■ CONSIGNA A: Enumera las figuras sobre las que, según el documento, descendió el Espíritu Santo.

Por. Leopoldo Cervantes-Ortiz, México
Un mensaje que, en medio de la represión y la tortura, habla del Crucificado como si no tuviera nada que ver con los pobres crucificados de la historia o que, en la creciente destrucción y marginación de grandes sectores de la población, presenta a Jesucristo como si nada hubiera dicho de ese tema, como si el Espíritu Santo no hubiera sido el que descendió sobre Amós, Oseas y Santiago, como si los que sufren y mueren no fueran “imagen y semejanza” del Creador, no merece ser llamado evangélico.
J.M.B., Rostros del protestantismo latinoamericano. Buenos Aires-Grand Rapids, Nueva Creación-Eerdmans, 1995, p. 139.
Con la partida de José Míguez Bonino, la teología protestante latinoamericana entra a una muy necesaria fase de transición y recapitulación porque su aportación ya establecida como gran suma de reflexión y análisis contextual está esperando el acecho de una lectura dialogante y crítica como lo que es: un puente entre posturas divergentes, pero siempre fiel al evangelio de Jesucristo. Pocos como él (acaso Orlando Costas y Mortimer Arias en varios momentos) consiguieron, ya no digamos el consenso o la aceptación unánime, sino el diálogo franco con interlocutores difíciles y reacios a escuchar lo que siempre fue una genuina teología evangélica, en todos los sentidos, y ecuménica, también en el mejor significado de la palabra. Para él no había barreras entre ambos términos pues su trayectoria así lo demuestra: fue un teólogo que, en la línea de su barthianismo innegable, articuló el pensamiento creyente con el compromiso auténtico. Prueba de ello fue su participación en la defensa de los derechos humanos y su papel como diputado constituyente en su país, en los años más álgidos y exigentes.

■ REGISTROS DEL EJERCICIO:
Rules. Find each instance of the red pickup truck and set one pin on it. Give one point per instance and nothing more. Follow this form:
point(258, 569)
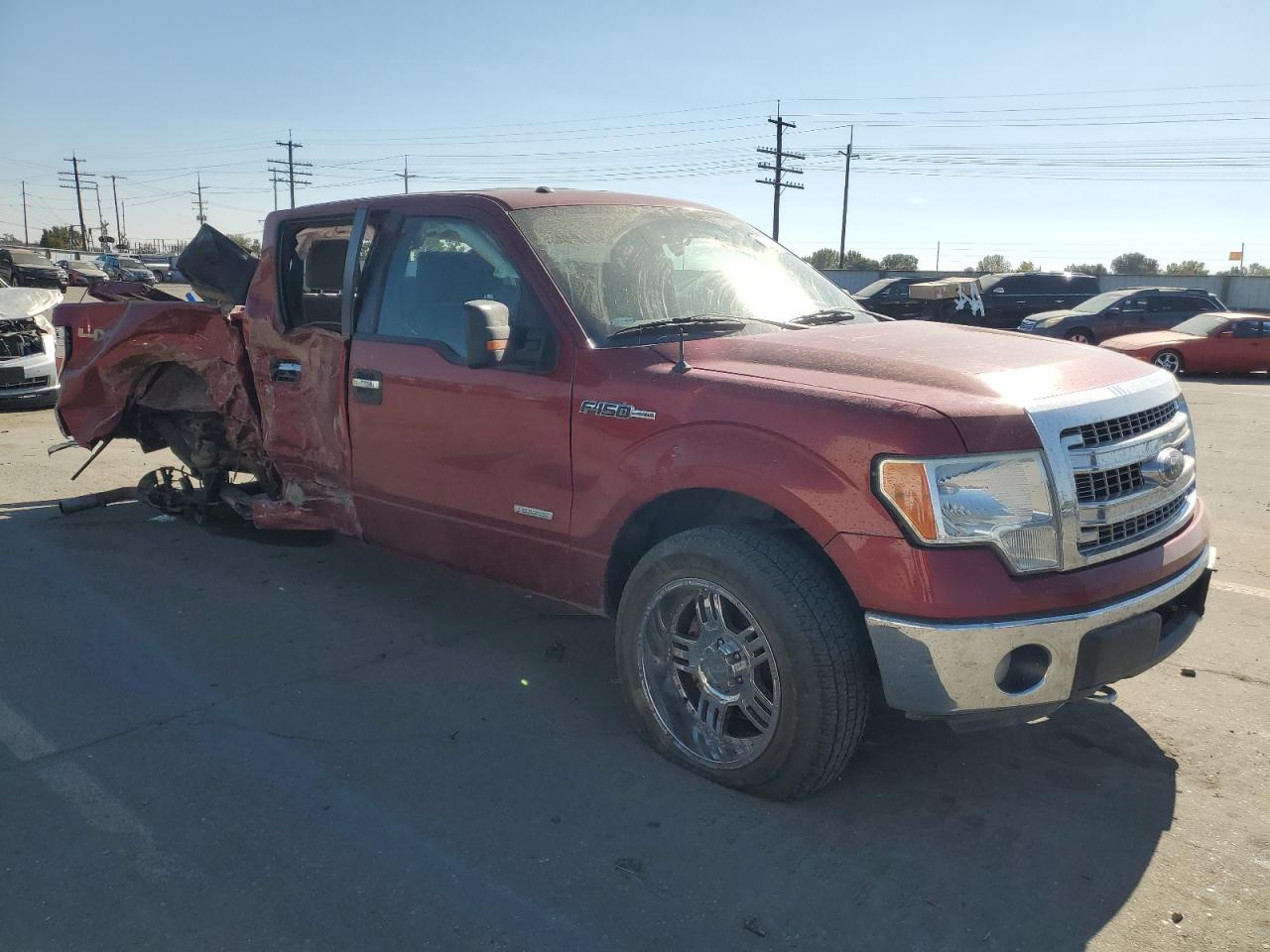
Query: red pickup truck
point(648, 409)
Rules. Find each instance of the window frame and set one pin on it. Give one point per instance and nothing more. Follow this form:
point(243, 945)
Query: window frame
point(367, 320)
point(296, 225)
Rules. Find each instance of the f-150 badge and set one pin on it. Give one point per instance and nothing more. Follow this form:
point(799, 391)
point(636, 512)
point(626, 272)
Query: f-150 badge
point(621, 412)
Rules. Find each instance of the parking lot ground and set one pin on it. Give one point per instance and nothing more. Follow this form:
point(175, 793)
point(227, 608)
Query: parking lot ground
point(221, 739)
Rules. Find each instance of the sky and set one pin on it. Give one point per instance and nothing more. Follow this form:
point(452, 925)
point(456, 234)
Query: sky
point(1049, 132)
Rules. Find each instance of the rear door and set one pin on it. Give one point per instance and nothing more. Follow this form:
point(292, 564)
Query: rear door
point(465, 466)
point(1242, 349)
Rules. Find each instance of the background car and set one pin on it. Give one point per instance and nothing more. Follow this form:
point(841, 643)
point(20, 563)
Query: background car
point(82, 273)
point(1216, 341)
point(1008, 298)
point(889, 296)
point(123, 268)
point(159, 264)
point(1125, 311)
point(27, 270)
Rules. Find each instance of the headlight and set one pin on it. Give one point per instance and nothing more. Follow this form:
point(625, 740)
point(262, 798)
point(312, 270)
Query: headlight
point(1000, 500)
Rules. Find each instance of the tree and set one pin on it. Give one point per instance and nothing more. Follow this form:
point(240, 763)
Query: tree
point(1134, 263)
point(899, 263)
point(1189, 267)
point(252, 245)
point(824, 258)
point(60, 236)
point(993, 263)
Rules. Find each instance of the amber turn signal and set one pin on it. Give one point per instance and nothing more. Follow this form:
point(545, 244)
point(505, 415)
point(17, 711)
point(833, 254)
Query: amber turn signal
point(905, 485)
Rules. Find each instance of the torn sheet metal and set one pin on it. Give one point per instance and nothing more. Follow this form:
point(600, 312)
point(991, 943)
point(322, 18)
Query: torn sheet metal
point(304, 420)
point(217, 267)
point(128, 291)
point(299, 430)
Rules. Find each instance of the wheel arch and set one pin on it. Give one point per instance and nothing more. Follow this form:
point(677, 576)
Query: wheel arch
point(683, 509)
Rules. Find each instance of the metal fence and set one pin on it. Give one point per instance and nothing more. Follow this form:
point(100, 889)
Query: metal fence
point(1242, 293)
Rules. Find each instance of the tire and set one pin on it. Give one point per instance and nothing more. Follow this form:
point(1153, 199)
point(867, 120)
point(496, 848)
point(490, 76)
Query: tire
point(1169, 361)
point(803, 655)
point(1080, 335)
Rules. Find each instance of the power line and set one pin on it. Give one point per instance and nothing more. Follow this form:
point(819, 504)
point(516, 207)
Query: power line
point(405, 176)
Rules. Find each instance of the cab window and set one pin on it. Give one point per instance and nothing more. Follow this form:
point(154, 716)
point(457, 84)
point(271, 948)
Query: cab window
point(436, 267)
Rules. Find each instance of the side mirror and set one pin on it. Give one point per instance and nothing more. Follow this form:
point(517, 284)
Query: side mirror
point(488, 326)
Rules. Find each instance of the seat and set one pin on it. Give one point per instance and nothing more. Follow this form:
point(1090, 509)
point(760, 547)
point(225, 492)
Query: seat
point(324, 278)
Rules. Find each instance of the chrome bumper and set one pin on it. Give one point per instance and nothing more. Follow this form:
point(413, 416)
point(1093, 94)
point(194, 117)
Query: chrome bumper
point(931, 669)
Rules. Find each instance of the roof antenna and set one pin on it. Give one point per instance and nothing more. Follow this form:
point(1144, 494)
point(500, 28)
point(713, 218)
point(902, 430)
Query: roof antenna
point(683, 366)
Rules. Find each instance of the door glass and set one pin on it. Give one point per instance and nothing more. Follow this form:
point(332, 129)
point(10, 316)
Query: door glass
point(440, 264)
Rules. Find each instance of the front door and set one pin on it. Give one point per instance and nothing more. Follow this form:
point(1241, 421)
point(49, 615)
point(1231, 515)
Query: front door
point(465, 466)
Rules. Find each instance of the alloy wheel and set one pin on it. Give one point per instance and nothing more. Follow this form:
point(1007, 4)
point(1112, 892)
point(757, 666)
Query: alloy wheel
point(708, 671)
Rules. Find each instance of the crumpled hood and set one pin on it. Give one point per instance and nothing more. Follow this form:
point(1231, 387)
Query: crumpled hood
point(35, 303)
point(1150, 339)
point(979, 379)
point(1038, 317)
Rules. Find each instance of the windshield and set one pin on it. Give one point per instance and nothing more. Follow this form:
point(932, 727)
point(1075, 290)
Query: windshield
point(870, 290)
point(621, 266)
point(1098, 301)
point(1202, 324)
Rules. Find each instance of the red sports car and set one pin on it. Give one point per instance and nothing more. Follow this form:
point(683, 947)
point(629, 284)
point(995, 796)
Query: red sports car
point(1218, 341)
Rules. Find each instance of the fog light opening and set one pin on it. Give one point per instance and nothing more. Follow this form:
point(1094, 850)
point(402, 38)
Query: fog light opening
point(1023, 669)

■ CONSIGNA B: Cita sin cambios las líneas de los registros que van desde la que contiene "Rules. Find each instance of the crumpled" hasta la que contiene "point(1038, 317)", ambas incluidas.

■ RESPUESTA DESARROLLADA A:
Amós
Oseas
Santiago

■ RESPUESTA DESARROLLADA B:
Rules. Find each instance of the crumpled hood and set one pin on it. Give one point per instance and nothing more. Follow this form:
point(1231, 387)
Query: crumpled hood
point(35, 303)
point(1150, 339)
point(979, 379)
point(1038, 317)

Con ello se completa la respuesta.